> _WORK TO BE COMPLETED_:
No picture belongs in the copy. Repeat each line below exactly.

> _PROVIDED DATA_:

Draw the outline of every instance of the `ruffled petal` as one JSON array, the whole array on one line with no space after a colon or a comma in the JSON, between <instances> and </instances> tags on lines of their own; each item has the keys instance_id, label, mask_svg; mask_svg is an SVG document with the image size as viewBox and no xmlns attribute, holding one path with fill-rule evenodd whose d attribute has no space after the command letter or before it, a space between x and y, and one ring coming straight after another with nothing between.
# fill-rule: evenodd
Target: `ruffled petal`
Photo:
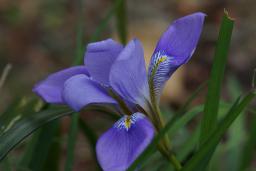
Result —
<instances>
[{"instance_id":1,"label":"ruffled petal","mask_svg":"<svg viewBox=\"0 0 256 171\"><path fill-rule=\"evenodd\" d=\"M154 127L141 113L124 116L98 140L96 152L104 171L124 171L154 137Z\"/></svg>"},{"instance_id":2,"label":"ruffled petal","mask_svg":"<svg viewBox=\"0 0 256 171\"><path fill-rule=\"evenodd\" d=\"M75 111L92 103L116 104L116 101L98 82L85 75L76 75L68 79L64 83L62 96Z\"/></svg>"},{"instance_id":3,"label":"ruffled petal","mask_svg":"<svg viewBox=\"0 0 256 171\"><path fill-rule=\"evenodd\" d=\"M49 75L45 80L36 84L33 88L33 92L48 103L64 103L61 95L64 82L77 74L89 75L84 66L64 69Z\"/></svg>"},{"instance_id":4,"label":"ruffled petal","mask_svg":"<svg viewBox=\"0 0 256 171\"><path fill-rule=\"evenodd\" d=\"M159 101L164 83L195 51L205 14L194 13L174 21L160 38L148 70L151 97Z\"/></svg>"},{"instance_id":5,"label":"ruffled petal","mask_svg":"<svg viewBox=\"0 0 256 171\"><path fill-rule=\"evenodd\" d=\"M141 43L134 39L119 54L110 71L110 85L124 99L145 106L149 98Z\"/></svg>"},{"instance_id":6,"label":"ruffled petal","mask_svg":"<svg viewBox=\"0 0 256 171\"><path fill-rule=\"evenodd\" d=\"M123 46L112 39L90 43L84 58L90 75L95 80L108 85L110 68L122 49Z\"/></svg>"}]
</instances>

> _OUTPUT FOR THIS TASK_:
Draw the outline of every instance of the `ruffled petal` as one JSON array, the whole array on one line with no space after a colon or a comma in the JSON, between <instances> and </instances> tags on lines of their own; each item has the keys instance_id, label, mask_svg; mask_svg is an SVG document with the image size as viewBox and no xmlns attribute, holding one path with fill-rule evenodd whose d attribute has no space after the command letter or before it, a space between x and y, and one ring coming straight after another with nothing between.
# fill-rule: evenodd
Target: `ruffled petal`
Photo:
Result —
<instances>
[{"instance_id":1,"label":"ruffled petal","mask_svg":"<svg viewBox=\"0 0 256 171\"><path fill-rule=\"evenodd\" d=\"M154 127L141 113L124 116L98 140L96 152L104 171L124 171L154 137Z\"/></svg>"},{"instance_id":2,"label":"ruffled petal","mask_svg":"<svg viewBox=\"0 0 256 171\"><path fill-rule=\"evenodd\" d=\"M75 111L92 103L116 104L116 101L98 82L85 75L76 75L68 79L64 83L62 96Z\"/></svg>"},{"instance_id":3,"label":"ruffled petal","mask_svg":"<svg viewBox=\"0 0 256 171\"><path fill-rule=\"evenodd\" d=\"M49 75L45 80L36 84L33 88L33 92L48 103L64 103L61 95L64 82L77 74L89 75L84 66L64 69Z\"/></svg>"},{"instance_id":4,"label":"ruffled petal","mask_svg":"<svg viewBox=\"0 0 256 171\"><path fill-rule=\"evenodd\" d=\"M159 101L164 83L195 51L205 14L194 13L174 21L160 38L148 70L151 97Z\"/></svg>"},{"instance_id":5,"label":"ruffled petal","mask_svg":"<svg viewBox=\"0 0 256 171\"><path fill-rule=\"evenodd\" d=\"M141 43L134 39L119 54L110 71L110 85L124 99L145 106L149 98Z\"/></svg>"},{"instance_id":6,"label":"ruffled petal","mask_svg":"<svg viewBox=\"0 0 256 171\"><path fill-rule=\"evenodd\" d=\"M123 46L112 39L90 43L84 58L90 75L95 80L108 85L110 68L122 49Z\"/></svg>"}]
</instances>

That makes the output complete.